Pick up the sailor's account of Marblehead Light after its last sentence and carry it on.

### Document extract

▼

Well, what can I say, really?

When summer comes, it sucks you in its whirlpool, — days, sensations and adventures flashing by faster and faster, and there is no time to write it down, — barely enough time to live, — and then you suddenly look around, and many months, or maybe even years have passed.

The trips about which I am going to tell you know took place last year and the year before that. But so what? Trips are like wine, they age in oak barrels of memory, and only get better and richer with time.

When a historian and an engineer write about a lighthouse, they list a bunch of facts — when was it build, what kind of optics were deployed, who were the keepers (a full list with dates), what were some notable shipwrecks in the lighthouse vicinity.

I am a sailor, not a historian. And while there are two and a half facts about each light which are actually important to us sailors — it’s height, light color and blinking pattern — the first thing we remember when a particular light is mentioned is not even that. It is the voyages we happened to undertake towards or past that particular lighthouse. What was the weather like. How the boat behaved herself. How the heart was beating.

As I begin the story of Marblehead Light, three of my trips immediately come to mind. I will start with a day sail in September two years ago with Sergey, Sonia and Koby.

▲

### Supplied material
▼

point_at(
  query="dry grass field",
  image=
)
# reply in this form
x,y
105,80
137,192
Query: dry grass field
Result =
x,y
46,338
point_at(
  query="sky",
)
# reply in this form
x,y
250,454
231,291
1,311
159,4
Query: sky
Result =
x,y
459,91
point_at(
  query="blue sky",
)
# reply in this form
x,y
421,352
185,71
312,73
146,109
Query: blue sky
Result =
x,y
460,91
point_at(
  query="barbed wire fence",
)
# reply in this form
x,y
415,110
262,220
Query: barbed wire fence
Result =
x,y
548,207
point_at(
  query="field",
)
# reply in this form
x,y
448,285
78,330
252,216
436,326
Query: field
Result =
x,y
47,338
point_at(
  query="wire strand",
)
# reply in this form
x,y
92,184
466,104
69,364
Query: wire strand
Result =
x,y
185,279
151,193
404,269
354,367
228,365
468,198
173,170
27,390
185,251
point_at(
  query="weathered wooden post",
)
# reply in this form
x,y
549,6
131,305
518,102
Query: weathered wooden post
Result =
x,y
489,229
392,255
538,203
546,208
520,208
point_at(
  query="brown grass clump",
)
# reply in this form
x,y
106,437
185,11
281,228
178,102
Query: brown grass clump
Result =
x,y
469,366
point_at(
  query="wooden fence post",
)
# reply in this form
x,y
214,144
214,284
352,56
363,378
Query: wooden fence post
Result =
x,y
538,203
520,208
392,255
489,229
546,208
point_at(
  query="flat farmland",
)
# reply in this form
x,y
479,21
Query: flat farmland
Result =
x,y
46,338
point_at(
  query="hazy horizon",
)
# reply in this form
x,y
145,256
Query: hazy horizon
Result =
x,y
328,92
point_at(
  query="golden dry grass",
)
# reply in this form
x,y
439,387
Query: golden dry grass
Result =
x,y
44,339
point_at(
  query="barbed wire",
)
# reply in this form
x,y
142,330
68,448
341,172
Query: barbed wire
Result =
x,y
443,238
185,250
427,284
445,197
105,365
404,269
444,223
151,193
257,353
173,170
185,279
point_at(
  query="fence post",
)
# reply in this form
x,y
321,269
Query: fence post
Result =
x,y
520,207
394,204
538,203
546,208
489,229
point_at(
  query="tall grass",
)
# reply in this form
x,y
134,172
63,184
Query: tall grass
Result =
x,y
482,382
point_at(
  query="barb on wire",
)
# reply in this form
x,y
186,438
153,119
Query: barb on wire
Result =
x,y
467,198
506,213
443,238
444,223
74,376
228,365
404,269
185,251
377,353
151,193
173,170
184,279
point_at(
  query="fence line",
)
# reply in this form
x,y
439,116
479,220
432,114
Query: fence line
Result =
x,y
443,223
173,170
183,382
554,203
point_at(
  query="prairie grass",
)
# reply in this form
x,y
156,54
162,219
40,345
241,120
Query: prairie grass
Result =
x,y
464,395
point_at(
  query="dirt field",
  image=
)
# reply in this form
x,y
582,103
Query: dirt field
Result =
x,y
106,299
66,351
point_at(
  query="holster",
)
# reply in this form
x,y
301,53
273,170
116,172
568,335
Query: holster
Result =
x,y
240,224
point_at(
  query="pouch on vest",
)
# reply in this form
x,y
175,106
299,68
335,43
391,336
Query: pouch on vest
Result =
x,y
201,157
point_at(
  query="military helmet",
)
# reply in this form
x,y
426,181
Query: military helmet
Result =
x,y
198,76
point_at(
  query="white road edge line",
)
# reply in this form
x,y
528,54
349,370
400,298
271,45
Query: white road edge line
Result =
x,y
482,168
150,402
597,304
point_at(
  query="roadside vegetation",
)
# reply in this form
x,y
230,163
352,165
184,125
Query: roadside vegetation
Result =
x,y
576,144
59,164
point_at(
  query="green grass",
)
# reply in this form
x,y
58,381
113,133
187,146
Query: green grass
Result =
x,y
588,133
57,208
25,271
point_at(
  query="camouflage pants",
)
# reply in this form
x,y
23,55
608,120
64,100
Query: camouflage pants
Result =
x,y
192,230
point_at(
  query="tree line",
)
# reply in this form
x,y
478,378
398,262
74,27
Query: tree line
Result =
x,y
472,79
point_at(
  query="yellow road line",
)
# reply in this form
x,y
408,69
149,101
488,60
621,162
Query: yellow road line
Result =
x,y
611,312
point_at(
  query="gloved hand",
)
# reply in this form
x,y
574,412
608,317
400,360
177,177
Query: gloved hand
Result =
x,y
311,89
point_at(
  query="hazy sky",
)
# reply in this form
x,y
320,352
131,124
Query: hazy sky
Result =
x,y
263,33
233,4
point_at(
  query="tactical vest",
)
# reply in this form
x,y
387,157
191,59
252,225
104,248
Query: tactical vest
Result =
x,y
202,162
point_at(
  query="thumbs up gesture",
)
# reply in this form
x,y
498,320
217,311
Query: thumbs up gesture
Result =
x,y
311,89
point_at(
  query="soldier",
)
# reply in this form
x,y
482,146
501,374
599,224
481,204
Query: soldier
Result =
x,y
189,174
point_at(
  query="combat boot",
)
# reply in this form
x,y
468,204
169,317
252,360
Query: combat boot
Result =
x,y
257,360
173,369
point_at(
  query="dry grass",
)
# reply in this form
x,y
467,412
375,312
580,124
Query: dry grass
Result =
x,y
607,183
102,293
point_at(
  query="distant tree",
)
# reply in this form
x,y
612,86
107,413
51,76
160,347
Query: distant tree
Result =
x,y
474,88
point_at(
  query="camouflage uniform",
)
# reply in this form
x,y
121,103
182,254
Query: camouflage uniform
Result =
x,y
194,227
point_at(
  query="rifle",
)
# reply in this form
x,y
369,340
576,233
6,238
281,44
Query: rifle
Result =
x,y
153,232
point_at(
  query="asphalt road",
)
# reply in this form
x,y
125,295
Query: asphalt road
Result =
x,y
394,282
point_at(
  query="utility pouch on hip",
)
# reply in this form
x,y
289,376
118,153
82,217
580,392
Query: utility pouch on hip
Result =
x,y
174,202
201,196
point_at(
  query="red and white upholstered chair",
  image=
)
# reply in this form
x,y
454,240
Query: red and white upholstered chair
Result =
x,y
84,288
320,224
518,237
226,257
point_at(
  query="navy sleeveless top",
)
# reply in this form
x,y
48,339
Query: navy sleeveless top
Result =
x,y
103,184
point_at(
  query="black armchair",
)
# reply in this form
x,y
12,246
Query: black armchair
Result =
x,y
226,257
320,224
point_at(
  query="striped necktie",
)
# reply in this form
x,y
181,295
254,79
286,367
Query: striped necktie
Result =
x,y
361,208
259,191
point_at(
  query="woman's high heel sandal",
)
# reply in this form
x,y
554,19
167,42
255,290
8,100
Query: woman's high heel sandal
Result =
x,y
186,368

▲

### Written answer
The weather was sunny but cool that day, with fresh north-west breeze. We sailed out of Boston Harbor, around Deer Island Light, and then headed north-east along the coast.

I was standing on the bow and recalling the story of Captain Joshua Slocum, the first person to singlehandedly sail around the world. He also started his trip on cool sunny day, just in the spring (April 1895) rather then in the fall. And just like us he sailed his boat the Spray around Deer Island Light and headed north — in his case to the town of Gloucester. Here is how he described that day:

The wind freshened, and the Spray rounded Deer Island light at the rate of seven knots.

Passing it, she squared away direct for Gloucester to procure there some fishermen’s stores. Waves dancing joyously across Massachusetts Bay met her coming out of the harbor to dash them into myriads of sparkling gems that hung about her at every surge. The day was perfect, the sunlight clear and strong. Every particle of water thrown into the air became a gem, and the Spray, bounding ahead, snatched necklace after necklace from the sea, and as often threw them away. We have all seen miniature rainbows about a ship’s prow, but the Spray flung out a bow of her own that day, such as I had never seen before. Her good angel had embarked on the voyage; I so read it in the sea.

We have all seen miniature rainbows about a ship’s prow, says Slocum, — to say the truth, I had not have — but on that September day, standing on our boat’s bow, as each wave, hitting the bow, disintegrated into foam and spray, I finally saw them myself, the rainbow patches of spray in the cold rays of the autumn sun.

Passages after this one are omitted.